EXERCISE PASSAGE:

..............................

This Saturday I had the pleasure of speaking on a panel at the Guardian Open Weekend in response to Julian Baggini’s Heathen’s Manifesto. I’ve been following Julian’s accompanying series in the Guardian’s Comment is Free with interest, finding it equal parts encouraging and perplexing.
The event on Saturday provoked similar mixed feelings. The document, which you can read in full here, is in many ways thoughtful and helpful, motivated by Julian’s desire to see a more productive conversation between those who hold religious beliefs and those who don’t. He’s clearly embarrassed by some of the excesses of the ‘New Atheists’ (although is curiously unwilling to point the finger at the more egregious examples) , and is, I suspect, attempting a Cameron-esque image detoxification of a group which have become the religion debate’s very own nasty party.

..............................

DATA SUPPLIED:
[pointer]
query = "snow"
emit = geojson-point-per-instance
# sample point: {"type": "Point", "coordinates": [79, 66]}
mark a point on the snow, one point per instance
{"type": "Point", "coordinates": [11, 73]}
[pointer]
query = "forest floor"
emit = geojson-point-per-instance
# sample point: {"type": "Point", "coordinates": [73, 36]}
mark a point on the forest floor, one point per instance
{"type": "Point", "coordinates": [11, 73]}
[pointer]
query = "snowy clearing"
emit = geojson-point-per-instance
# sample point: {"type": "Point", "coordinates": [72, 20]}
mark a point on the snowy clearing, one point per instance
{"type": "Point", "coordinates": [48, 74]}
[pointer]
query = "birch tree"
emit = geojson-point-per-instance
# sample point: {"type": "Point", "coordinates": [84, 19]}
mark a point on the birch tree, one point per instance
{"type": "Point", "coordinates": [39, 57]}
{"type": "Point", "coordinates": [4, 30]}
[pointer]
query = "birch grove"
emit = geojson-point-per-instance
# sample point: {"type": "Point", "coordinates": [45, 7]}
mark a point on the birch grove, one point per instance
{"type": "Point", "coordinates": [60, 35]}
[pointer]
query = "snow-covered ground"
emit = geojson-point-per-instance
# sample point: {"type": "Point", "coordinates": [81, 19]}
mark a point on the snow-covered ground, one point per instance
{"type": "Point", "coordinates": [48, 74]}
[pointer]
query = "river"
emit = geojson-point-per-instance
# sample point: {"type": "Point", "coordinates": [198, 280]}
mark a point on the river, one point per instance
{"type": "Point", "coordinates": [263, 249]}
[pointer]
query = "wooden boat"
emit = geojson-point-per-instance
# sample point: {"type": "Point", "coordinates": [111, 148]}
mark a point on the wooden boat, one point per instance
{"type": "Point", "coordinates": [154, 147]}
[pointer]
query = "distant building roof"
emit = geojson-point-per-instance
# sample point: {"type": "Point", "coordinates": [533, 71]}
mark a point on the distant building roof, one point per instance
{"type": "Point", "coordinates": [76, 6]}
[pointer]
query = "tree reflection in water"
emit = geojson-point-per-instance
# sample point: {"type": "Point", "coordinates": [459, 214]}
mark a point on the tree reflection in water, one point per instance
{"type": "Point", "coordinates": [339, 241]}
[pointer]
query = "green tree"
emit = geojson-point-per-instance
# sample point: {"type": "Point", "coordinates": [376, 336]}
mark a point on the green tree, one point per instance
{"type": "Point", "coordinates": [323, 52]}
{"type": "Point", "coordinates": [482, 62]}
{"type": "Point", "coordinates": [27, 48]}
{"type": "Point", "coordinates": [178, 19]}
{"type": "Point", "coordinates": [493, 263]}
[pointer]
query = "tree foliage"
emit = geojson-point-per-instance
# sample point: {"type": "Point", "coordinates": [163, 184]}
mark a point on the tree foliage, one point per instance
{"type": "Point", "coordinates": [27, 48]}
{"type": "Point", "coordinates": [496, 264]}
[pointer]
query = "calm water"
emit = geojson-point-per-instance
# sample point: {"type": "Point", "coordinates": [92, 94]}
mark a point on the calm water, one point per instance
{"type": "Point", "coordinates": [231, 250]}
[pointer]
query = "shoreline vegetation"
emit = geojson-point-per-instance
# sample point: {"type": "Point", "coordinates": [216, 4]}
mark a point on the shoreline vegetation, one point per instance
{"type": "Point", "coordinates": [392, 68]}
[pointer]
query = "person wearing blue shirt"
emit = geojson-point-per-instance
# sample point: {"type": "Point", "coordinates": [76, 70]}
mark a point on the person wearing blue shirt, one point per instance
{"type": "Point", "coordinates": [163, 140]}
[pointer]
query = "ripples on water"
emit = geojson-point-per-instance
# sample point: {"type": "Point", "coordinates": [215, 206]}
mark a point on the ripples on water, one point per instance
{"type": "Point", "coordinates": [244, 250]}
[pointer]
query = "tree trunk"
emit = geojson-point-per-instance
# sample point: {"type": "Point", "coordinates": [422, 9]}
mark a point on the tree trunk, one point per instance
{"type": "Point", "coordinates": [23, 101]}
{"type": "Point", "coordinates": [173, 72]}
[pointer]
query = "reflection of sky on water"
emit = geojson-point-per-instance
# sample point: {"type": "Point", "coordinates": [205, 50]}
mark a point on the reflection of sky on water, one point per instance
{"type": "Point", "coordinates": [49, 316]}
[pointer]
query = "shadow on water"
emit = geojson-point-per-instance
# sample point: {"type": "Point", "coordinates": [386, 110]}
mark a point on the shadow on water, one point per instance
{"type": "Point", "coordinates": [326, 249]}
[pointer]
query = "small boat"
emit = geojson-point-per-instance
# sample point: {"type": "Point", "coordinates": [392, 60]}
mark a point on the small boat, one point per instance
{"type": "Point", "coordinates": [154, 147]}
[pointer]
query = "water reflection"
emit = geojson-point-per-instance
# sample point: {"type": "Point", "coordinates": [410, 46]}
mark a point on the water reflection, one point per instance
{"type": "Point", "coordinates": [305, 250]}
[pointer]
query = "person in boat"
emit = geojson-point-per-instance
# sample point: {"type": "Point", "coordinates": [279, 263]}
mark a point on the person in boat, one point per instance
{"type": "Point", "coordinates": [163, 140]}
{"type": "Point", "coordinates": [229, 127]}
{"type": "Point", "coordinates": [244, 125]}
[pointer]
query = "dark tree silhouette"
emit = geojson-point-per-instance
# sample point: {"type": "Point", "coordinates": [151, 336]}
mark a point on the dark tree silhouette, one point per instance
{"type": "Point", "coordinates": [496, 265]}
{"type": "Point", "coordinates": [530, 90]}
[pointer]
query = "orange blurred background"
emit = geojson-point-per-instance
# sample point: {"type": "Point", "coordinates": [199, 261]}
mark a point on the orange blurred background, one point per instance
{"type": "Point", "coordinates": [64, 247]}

..............................

AIM OF THE TASK:
Continue the account of the Guardian Open Weekend panel on the Heathen's Manifesto, starting after its last sentence.

EXERCISE OUTPUT:
However, as I left the buzzing Guardian building on Saturday, dodging past the Cheese Boat, tie-dye handbags and open mike poetry, I was a little frustrated. The discussion we were able to have was shallow and short lived, and we weren’t able to scrutinise the manifesto itself in any depth. Julian’s fellow atheist and CEO of the British Humanist Association Andrew Copson was clearly miffed that, rather than an attempt to rally the non-religious around the label humanist, Julian was undertaking a rebranding exercise, so much of the discussion was concerned with the validity of the attempt itself.
I was therefore left with some serious questions unanswered. I fear that despite Julian’s best efforts- and I really do think he is sincere in not wanting to be tone-deaf to religion- the document perpetuates misunderstandings about the kind of things religious people believe and how they can and should engage in society.
Take, for example, in his welcome critique of scientism, the line “science is not our bible, the last word on everything”. This is not how most Christians use the Bible. There do exist a very few strict biblical literalists but I’ve never encountered a true one. For the overwhelming majority of Christians the Bible is an irreplaceably important piece of evidence, indeed a foundation stone for the Christian faith but not in itself God or the “last word” on Christianity. If it was there would be no such thing as theology. Even for Muslims, though the Qu’ran comes much closer to being the ‘last word’, the hadith and tasfir are vitally important. This misconception of religious people as blindly and simplistically applying ancient texts to their lives as if they were a “manual” is unhelpful.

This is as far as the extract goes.